*What is being asked*:
Go through the entries below and report how many lines contain the string "positive". Nothing but the number is wanted.

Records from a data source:
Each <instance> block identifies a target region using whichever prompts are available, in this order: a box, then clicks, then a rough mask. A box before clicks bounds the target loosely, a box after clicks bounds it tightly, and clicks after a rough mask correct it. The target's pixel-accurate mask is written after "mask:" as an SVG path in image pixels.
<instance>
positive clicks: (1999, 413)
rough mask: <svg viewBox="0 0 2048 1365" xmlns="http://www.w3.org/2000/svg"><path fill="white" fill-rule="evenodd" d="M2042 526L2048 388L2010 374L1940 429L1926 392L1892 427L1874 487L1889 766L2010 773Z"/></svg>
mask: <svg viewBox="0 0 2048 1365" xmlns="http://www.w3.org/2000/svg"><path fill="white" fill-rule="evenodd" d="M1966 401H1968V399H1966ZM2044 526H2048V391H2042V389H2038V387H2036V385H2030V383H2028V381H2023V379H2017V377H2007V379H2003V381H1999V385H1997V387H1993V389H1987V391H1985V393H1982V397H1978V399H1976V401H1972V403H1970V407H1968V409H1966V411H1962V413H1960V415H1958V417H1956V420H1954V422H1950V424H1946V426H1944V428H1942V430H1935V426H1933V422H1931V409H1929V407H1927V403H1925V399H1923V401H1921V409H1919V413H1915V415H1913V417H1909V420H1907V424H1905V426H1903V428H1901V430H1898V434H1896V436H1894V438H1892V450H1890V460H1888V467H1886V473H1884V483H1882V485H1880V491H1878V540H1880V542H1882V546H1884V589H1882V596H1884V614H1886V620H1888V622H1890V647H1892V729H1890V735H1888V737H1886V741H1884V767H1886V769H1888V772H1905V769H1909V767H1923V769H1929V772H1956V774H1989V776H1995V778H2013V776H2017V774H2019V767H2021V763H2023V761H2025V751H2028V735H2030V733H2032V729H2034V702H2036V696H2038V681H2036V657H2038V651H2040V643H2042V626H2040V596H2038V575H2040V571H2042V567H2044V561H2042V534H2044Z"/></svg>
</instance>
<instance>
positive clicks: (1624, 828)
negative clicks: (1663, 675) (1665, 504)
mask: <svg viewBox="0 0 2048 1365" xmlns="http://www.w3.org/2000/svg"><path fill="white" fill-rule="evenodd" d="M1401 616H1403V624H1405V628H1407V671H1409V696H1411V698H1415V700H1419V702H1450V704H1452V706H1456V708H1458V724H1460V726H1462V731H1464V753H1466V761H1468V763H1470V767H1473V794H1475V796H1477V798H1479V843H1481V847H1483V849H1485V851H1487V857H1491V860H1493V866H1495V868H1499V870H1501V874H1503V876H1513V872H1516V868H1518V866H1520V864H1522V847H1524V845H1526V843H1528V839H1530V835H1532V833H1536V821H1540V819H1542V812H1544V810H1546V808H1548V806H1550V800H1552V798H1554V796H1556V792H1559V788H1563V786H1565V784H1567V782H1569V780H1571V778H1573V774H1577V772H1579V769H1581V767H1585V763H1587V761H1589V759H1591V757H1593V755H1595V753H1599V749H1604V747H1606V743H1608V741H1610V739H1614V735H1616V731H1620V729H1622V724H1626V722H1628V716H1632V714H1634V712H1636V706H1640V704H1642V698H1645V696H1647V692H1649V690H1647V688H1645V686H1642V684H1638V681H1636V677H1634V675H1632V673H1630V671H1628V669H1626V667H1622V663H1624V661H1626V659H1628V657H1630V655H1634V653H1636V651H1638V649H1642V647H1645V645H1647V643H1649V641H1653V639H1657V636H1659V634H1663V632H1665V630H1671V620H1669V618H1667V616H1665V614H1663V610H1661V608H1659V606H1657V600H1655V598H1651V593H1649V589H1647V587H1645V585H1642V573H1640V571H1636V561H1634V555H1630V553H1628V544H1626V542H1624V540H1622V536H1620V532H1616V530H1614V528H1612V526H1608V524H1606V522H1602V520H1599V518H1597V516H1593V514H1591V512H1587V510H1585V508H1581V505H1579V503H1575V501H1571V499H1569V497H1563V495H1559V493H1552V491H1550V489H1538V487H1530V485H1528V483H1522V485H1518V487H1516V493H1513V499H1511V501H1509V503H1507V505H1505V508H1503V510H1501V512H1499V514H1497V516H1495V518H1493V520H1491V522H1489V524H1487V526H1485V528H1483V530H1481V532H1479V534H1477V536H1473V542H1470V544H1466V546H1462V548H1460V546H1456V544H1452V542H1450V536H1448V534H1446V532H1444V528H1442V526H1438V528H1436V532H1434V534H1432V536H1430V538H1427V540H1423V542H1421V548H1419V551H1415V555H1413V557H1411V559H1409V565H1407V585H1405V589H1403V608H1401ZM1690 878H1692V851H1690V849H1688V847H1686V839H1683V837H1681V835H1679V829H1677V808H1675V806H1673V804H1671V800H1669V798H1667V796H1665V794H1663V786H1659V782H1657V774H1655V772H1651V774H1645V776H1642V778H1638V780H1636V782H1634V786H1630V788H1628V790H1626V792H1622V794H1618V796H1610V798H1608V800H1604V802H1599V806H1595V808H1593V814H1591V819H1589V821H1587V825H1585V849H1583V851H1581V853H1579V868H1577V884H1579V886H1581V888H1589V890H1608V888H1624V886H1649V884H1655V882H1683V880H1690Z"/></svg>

*Final answer*:
2